-- Start of Document extract --
In comments to an earlier post on 1960s mod venues in South London, a few people mentioned the Fellowship Inn in Bellingham (Randlesdown Road, SE6). The pub, which is still open today, has an interesting history.
A pub for the future
The pub was built to serve the London County Council's Bellingham Estate, which was developed in the 1920s. Both the estate and the pub were seen as examples of a new kind of modern urban living, as this report of the pub's official opening in makes clear: ‘In an effort to evolve an ideal public house, a big brewery firm has opened a “fellowship inn” at Bellingham, which is the first of a group of inns intended to serve alcoholic beverages and to cater to the social wants of all classes and particularly of families. The inn’s sign was painted by Sir Arthur Cohe, member of the Royal Academy. Inside the inn there is a large hall where music, dances, concerts and lawful games may be enjoyed. The inn has its own band and its own entertainmennts and the customers sit at small tables in the continental cafĂ© style, consuming tea, coffee or ale as they prefer. The opening ceremony of the inn was attended by several society people as well as by county council officials who are watching the experiment of those new inns with interest. The cooks and waitresses of the new public house have been instructed at a school instituted by the brewery company whose chair claims that the liquor problem cannot be solved by prohibition, government control or local option, and suggests his way – fellowship – is the right one’ (Spartanburg Herald, 6 July 1924 - how this came to be reported in a US local paper I don't know)
In 1930 the council of the International Federation for Housing and Town Planning (including German, Dutch and Austrian delegates) visited Bellingham Estate and heard tell of its ‘two churches, two schools, and a licensed refreshment house, Fellowship Inn’ (Times 29 September 1930). Still business couldn’t have been that great because in 1933 the pub’s landlord, Mr T. Croker, was declared bankrupt at Greenwich court (Times, 16 September 1933).
During the 1940s and 50s, jazz bands played there including the River City Jazzmen. The South London Jazz Club put on events at the Inn.
Henry Cooper
Boxer Henry Cooper, who died last year, grew up on the Bellingham Estate. In 1963, he lived and trained at the Fellowship Inn in preparation for his famous fight with Cassius Clay (later Muhammed Ali), as reported in the American magazine Sports Illustrated (July 1 1963):
'at the Fellowship Inn in Bellingham, in southeast London, the menfolk munched pork pies and lifted their nightly pints of lukewarm bitter in salute to the doggerel posted over the bar by one of the regulars. It made the point that Humble Henry would soundly thrash Gaseous Cassius "and once again prove that very old adage:/Action speaks louder than strong verbal cabbage!"
At the end of the week Macmillan and Clay were still in command of things and the "Ode to our 'Enery" had been quietly unpinned at the pub. It was about all the men of Bellingham could do for their friend after his brave and ghastly fight. Just as Clay had promised, Cooper went in five. For weeks he had lived at the Fellowship, taking his meals there, training in the back room when a wedding reception or tea party did not interfere. He was among friends and did not seem to mind that Clay was all over London calling him a cripple and a bum ("He's building up the gate, and I'm on a percentage just like he is")'.
-- End of Document extract --
What this task involves
Transcribe the stretch from "In 1930 the" through "at the Inn." in the piece on the Fellowship Inn. None of the rows that come next are needed for this.
-- Start of Material provided --
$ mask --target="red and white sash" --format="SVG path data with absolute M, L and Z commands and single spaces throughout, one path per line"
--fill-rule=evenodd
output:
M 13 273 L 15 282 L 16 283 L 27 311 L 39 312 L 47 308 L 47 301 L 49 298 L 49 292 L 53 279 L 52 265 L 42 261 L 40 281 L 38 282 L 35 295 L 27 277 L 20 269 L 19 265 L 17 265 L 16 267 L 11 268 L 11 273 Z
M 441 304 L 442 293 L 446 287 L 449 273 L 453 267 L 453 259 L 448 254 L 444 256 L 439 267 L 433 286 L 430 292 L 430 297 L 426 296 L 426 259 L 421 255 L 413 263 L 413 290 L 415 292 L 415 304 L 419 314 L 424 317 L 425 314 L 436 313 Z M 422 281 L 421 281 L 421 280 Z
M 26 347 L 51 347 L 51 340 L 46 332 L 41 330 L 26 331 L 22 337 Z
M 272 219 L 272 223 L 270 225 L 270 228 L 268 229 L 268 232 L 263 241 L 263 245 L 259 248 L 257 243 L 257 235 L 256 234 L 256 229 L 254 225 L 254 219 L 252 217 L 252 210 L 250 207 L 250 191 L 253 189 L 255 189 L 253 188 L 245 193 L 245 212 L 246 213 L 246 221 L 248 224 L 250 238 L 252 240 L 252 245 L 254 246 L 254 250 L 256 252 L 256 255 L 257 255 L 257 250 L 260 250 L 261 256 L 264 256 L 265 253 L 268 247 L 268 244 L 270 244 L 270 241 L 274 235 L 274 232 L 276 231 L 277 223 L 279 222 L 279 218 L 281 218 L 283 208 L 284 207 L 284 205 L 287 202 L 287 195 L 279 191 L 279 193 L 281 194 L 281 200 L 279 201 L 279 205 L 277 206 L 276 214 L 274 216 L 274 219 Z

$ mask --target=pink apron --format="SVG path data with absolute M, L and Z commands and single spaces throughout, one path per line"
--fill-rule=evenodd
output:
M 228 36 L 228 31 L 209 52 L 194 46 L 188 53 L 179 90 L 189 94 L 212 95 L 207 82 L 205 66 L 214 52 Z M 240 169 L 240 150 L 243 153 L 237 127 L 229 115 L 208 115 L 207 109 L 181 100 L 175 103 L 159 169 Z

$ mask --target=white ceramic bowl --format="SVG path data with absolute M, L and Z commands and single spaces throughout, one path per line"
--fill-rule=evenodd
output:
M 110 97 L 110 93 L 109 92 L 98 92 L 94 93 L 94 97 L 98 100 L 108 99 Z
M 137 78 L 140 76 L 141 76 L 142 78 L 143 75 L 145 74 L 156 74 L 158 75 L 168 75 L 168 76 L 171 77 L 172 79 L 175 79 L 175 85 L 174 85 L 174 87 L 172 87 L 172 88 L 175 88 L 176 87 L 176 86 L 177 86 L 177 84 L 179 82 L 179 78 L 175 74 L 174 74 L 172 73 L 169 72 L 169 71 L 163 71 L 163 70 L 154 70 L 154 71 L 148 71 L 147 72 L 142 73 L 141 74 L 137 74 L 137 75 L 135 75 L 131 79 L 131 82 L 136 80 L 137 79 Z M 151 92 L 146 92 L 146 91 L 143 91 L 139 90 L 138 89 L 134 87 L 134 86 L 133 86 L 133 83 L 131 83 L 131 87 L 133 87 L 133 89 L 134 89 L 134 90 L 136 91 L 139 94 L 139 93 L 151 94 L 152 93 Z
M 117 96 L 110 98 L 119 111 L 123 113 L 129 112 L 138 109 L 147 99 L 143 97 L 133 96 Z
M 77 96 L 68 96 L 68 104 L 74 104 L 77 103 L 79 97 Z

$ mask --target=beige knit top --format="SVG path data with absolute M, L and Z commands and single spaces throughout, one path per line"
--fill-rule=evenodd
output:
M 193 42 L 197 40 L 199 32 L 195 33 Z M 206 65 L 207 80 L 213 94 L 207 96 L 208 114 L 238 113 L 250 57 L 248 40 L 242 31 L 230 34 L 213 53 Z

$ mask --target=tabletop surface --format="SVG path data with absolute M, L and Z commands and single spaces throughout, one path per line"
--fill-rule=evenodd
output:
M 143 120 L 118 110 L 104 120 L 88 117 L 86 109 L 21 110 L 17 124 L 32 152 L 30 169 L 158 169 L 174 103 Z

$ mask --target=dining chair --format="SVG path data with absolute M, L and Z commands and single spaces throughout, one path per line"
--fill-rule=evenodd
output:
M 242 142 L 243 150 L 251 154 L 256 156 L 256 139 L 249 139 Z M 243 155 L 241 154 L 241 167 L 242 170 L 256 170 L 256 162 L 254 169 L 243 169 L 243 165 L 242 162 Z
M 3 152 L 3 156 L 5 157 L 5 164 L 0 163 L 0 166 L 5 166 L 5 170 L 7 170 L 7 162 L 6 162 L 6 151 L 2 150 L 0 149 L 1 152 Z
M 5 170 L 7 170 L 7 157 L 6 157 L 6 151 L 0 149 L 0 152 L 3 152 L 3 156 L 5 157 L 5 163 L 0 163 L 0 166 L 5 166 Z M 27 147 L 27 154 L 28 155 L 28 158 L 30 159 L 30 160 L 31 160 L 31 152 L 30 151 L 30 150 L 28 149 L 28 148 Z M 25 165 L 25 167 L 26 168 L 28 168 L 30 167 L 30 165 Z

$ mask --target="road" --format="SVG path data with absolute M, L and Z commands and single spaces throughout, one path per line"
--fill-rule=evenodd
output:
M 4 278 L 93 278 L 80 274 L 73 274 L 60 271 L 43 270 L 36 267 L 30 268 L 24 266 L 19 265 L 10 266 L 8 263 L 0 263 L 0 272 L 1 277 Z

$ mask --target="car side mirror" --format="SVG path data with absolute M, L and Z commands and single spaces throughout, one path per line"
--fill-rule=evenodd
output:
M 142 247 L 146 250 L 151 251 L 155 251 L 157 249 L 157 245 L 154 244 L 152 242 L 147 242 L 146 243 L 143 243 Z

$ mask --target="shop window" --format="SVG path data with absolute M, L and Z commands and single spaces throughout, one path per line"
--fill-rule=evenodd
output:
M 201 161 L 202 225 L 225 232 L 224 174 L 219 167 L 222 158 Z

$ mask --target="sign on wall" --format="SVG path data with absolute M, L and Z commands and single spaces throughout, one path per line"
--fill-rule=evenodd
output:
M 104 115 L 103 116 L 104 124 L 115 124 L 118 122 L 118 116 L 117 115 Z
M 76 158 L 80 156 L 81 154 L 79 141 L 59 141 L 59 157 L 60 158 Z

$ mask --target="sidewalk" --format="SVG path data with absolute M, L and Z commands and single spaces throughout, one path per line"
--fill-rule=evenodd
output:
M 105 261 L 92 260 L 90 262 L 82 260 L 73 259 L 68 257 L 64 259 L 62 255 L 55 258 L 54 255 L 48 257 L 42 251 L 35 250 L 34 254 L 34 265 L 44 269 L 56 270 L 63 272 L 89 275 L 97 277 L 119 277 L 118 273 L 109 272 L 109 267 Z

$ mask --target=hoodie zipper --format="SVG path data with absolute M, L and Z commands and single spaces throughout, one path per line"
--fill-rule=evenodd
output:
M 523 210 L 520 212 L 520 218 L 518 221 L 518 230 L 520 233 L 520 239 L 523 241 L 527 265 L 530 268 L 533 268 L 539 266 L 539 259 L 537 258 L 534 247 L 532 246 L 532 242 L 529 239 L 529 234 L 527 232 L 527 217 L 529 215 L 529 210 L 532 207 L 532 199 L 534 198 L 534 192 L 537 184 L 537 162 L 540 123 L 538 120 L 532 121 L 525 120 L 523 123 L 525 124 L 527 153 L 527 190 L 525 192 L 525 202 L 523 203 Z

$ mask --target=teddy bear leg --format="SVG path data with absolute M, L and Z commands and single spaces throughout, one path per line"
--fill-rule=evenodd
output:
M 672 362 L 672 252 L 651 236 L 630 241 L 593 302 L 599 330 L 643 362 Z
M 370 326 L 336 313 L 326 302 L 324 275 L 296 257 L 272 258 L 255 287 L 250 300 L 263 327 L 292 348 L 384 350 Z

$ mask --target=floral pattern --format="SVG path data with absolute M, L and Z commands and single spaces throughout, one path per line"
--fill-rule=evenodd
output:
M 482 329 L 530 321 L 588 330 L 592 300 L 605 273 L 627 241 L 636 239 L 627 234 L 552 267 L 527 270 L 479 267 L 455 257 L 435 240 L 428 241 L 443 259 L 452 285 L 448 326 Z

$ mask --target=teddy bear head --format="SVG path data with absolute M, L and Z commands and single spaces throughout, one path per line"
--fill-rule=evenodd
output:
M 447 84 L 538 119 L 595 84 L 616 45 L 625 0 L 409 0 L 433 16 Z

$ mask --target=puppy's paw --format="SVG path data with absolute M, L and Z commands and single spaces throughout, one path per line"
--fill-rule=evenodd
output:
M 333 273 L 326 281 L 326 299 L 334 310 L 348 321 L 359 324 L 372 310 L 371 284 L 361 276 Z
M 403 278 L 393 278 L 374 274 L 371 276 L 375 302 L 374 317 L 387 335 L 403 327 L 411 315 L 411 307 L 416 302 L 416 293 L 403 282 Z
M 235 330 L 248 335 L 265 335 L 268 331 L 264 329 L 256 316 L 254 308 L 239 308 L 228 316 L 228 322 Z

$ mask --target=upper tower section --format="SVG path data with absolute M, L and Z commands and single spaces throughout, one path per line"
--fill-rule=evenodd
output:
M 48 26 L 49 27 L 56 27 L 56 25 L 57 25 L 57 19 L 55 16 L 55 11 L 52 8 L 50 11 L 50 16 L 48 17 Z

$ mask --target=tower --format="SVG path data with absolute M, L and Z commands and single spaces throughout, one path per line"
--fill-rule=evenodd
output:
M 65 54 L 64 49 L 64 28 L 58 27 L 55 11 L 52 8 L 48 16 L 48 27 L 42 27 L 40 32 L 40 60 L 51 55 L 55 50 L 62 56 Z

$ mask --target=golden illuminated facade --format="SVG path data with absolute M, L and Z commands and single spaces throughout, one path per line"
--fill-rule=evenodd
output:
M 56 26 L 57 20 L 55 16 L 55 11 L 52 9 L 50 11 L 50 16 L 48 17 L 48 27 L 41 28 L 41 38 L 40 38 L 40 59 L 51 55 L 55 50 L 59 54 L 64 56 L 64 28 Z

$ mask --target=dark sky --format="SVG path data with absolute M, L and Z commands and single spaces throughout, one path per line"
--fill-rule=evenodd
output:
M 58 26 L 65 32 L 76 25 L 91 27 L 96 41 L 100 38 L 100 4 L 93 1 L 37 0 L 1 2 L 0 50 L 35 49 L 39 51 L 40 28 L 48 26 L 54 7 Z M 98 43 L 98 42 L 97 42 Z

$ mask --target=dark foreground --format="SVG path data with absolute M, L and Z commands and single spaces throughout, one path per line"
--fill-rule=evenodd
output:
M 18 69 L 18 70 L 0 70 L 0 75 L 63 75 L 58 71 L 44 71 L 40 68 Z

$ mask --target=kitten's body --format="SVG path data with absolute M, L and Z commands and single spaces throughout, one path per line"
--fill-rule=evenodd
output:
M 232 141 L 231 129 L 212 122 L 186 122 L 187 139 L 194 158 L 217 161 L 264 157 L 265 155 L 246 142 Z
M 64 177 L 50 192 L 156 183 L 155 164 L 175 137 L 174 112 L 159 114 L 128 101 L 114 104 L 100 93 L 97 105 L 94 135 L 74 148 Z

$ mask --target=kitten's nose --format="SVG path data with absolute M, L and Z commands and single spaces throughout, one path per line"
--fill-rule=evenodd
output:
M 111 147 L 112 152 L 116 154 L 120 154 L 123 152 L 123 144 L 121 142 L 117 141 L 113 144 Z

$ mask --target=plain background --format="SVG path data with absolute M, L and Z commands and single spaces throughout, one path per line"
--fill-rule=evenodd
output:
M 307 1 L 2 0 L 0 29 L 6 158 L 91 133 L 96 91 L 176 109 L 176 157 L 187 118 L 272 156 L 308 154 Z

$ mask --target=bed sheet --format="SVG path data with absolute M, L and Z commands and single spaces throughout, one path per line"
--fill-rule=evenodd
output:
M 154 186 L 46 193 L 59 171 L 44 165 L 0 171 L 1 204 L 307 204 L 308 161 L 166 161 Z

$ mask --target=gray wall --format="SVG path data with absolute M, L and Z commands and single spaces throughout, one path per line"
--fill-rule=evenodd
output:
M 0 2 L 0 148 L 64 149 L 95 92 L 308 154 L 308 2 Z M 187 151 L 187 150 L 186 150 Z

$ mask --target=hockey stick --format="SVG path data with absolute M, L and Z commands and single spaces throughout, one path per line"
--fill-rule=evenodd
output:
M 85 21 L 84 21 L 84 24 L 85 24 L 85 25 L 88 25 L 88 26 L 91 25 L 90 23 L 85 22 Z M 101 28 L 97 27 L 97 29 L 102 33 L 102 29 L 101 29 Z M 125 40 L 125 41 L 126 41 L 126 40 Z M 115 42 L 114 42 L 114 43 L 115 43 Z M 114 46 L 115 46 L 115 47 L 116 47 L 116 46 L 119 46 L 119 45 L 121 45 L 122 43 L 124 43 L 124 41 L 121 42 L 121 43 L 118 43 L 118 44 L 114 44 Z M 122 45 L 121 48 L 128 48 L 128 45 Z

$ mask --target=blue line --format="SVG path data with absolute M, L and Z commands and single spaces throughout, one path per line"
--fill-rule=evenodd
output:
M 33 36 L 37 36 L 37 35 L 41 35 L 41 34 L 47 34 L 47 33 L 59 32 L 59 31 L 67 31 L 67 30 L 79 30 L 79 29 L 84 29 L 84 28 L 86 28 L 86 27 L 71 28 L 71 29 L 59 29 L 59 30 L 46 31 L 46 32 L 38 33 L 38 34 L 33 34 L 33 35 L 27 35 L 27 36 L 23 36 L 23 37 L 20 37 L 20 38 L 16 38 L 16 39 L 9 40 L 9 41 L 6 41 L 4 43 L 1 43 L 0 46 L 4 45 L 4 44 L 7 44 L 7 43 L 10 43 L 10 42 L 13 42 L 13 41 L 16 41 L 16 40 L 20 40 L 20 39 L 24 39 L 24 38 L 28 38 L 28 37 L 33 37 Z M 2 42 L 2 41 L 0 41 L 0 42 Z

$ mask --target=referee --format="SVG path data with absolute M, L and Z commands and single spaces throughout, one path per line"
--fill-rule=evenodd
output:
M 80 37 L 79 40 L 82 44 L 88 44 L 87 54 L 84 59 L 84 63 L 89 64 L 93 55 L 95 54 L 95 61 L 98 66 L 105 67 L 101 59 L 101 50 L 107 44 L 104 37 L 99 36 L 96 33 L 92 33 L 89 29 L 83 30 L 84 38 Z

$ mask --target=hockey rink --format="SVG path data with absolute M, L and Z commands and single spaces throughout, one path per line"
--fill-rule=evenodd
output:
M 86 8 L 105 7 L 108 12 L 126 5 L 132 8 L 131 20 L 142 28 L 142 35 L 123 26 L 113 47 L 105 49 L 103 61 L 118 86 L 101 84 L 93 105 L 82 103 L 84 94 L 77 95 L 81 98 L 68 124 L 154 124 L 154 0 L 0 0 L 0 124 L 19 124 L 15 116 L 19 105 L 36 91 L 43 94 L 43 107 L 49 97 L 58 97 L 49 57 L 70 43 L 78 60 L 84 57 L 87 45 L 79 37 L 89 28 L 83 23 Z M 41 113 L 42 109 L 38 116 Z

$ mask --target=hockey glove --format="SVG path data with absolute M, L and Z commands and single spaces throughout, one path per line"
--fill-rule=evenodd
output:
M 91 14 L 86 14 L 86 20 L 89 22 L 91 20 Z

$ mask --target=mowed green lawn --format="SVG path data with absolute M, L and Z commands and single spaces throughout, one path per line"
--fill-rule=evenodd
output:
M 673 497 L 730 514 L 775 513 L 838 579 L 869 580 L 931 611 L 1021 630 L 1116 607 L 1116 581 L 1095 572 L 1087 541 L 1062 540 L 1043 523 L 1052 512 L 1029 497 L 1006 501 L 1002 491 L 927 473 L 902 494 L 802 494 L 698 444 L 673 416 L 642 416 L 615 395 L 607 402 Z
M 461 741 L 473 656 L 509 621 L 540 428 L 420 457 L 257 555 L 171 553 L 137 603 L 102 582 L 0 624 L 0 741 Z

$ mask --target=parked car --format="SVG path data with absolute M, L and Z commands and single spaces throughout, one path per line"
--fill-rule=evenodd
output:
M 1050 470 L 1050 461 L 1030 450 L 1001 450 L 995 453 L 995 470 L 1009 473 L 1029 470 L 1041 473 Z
-- End of Material provided --
Solution for this task
In 1930 the council of the International Federation for Housing and Town Planning (including German, Dutch and Austrian delegates) visited Bellingham Estate and heard tell of its ‘two churches, two schools, and a licensed refreshment house, Fellowship Inn’ (Times 29 September 1930). Still business couldn’t have been that great because in 1933 the pub’s landlord, Mr T. Croker, was declared bankrupt at Greenwich court (Times, 16 September 1933).
During the 1940s and 50s, jazz bands played there including the River City Jazzmen. The South London Jazz Club put on events at the Inn.